* WHAT THE TASK REQUIRES
Could you write out the passage of the text on the Fore and kuru from "Prions used to" to "hollow bamboo canes.", word for word?

* EXERCISE TEXT
---+---

Grandpa was well aware of the magicians’ interest and kept a close eye on all his bodily waste products. Of course, his wife was incautious, as all women are, and so the magicians were able to obtain some biological material at least from her. They wrapped it in a rolled-up leaf, which they then buried in a secret spot. As the leaf gradually degraded, so the woman began to ail, losing her muscular coordination until she lost all control over her movements and died. Thus, Grandpa lost his first wife, then his second, and finally the third as well. Only the fourth survived the snares of the magicians and lived to a ripe old age, caring for fifteen children, her own and those of her three less fortunate predecessors.

The machinations of the magicians survived into the next generation. Mr. P.’s father died in middle age and of no apparent cause, so it must have been through magic. Ten years later, in 2006, his uncle also died. As one of the guests, already suspect, arrived at the funeral, the coffin took to shaking and so the deceased provided evidence of the culprit’s guilt. The others were ready for such an outcome and using a home-made rifle put a bullet through the magician’s head without ado. His brother made to flee the feast, but the person sitting closest to him wasted no time and slashed his Achilles’ tendon with a machete while another of the guests shot him through the chest with an arrow.

In the 1950s, a time when Mr. P.’s grandmothers were being bewitched one after another, the land of the Fore was reached by doctors from the Australian colonial administration, who discovered that the tribe was dying out from a previously unknown neurodegenerative disease, known locally as kuru. Further research showed that this is an infectious disease caused by prions, defective proteins that gradually accumulate in the patient’s nervous system.

Prions used to be transmitted through cannibalism, especially through eating a dead person’s brain. Within the Fore tribe, this was reserved to the womenfolk, which is why the disease spread preeminently among them. The brain of a dead man would be eaten by his sister, maternal aunts and daughter-in-law, a woman’s by her daughter-in-law and her sisters-in-law. It was usually mixed with the leaves of ferns, which are to this day used as a vegetable, and steamed over a fire inside hollow bamboo canes.

---+---

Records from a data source
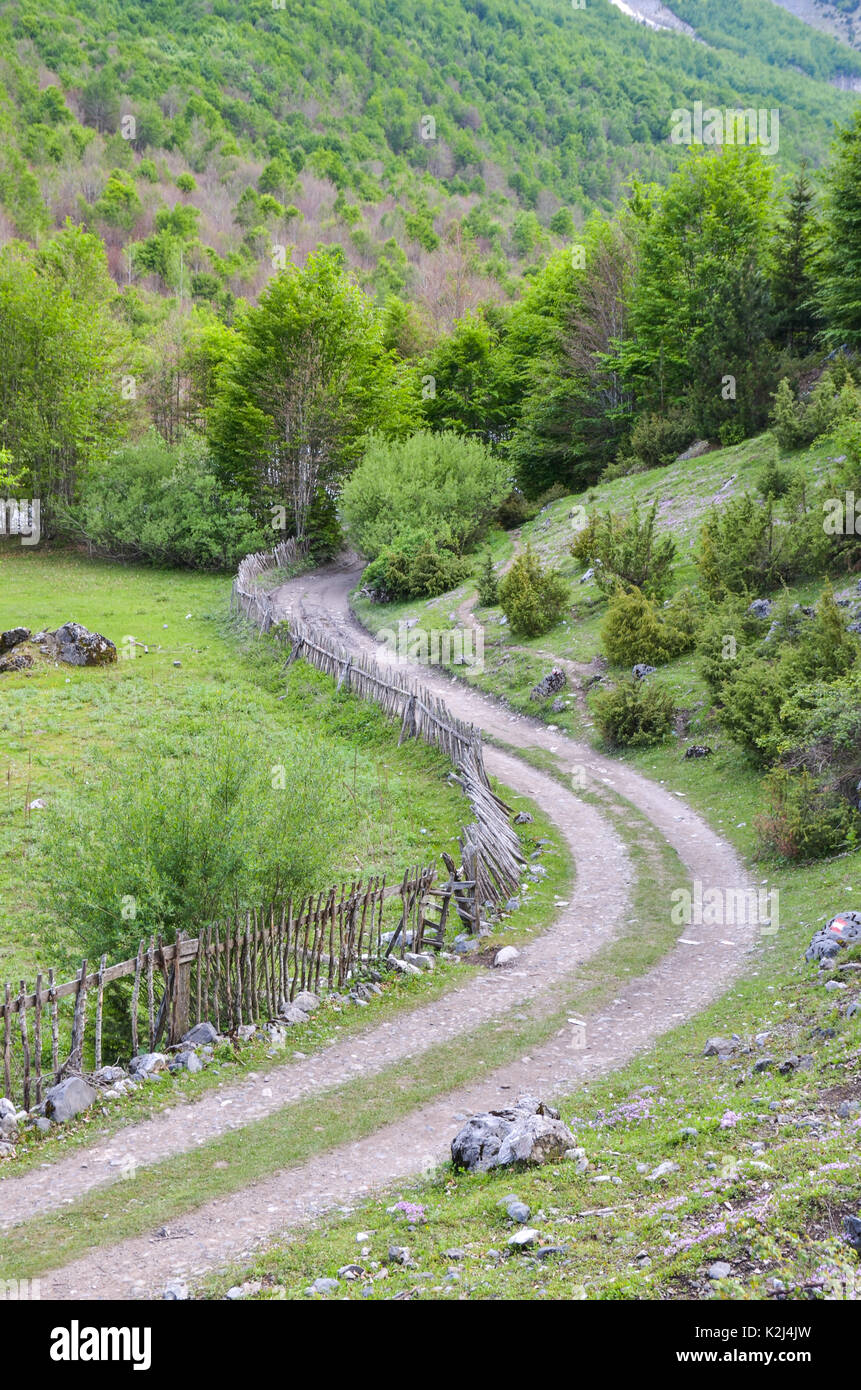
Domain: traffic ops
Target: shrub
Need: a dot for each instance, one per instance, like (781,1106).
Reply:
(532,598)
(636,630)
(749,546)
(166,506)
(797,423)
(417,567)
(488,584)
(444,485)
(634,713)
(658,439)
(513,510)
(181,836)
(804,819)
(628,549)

---+---

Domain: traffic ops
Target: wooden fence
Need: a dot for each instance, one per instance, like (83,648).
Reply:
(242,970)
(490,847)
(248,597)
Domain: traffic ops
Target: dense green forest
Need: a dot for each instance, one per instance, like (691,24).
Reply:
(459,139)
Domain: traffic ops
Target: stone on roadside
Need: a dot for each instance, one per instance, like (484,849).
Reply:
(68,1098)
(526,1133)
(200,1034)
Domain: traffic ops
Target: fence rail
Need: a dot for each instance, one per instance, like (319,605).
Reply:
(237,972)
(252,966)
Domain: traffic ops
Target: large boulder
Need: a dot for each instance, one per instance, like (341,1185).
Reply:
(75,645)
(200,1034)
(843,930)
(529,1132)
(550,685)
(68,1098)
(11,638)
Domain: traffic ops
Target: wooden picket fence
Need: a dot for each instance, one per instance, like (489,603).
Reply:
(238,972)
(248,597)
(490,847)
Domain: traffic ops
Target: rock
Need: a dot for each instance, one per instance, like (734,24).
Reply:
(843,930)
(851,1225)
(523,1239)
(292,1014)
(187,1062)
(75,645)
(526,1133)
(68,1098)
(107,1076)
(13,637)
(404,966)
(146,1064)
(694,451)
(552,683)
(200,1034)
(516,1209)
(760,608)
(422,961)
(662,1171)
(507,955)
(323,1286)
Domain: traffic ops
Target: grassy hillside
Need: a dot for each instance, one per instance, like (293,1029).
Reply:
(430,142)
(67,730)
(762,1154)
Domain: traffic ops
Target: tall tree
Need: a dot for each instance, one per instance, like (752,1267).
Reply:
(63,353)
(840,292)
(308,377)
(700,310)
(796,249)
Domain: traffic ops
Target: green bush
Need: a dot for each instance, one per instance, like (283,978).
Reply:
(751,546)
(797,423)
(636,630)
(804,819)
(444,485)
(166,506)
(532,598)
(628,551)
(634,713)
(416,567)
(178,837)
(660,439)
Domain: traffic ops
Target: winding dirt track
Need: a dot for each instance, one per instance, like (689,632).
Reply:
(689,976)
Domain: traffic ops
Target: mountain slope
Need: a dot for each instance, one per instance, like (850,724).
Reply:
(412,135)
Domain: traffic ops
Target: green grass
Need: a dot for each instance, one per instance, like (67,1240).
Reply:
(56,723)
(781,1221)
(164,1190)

---+---

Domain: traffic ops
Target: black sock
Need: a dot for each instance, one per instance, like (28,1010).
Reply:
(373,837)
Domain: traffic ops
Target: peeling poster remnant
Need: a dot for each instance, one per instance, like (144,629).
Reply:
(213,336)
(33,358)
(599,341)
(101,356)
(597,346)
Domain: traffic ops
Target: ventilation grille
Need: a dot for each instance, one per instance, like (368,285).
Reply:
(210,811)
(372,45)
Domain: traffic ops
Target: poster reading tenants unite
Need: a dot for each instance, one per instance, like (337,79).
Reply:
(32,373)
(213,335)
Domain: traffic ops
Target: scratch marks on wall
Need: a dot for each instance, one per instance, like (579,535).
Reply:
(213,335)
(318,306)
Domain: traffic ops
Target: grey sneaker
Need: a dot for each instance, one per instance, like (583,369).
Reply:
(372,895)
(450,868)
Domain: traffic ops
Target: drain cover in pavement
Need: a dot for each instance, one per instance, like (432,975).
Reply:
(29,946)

---+---

* RESPONSE BELOW
Prions used to be transmitted through cannibalism, especially through eating a dead person’s brain. Within the Fore tribe, this was reserved to the womenfolk, which is why the disease spread preeminently among them. The brain of a dead man would be eaten by his sister, maternal aunts and daughter-in-law, a woman’s by her daughter-in-law and her sisters-in-law. It was usually mixed with the leaves of ferns, which are to this day used as a vegetable, and steamed over a fire inside hollow bamboo canes.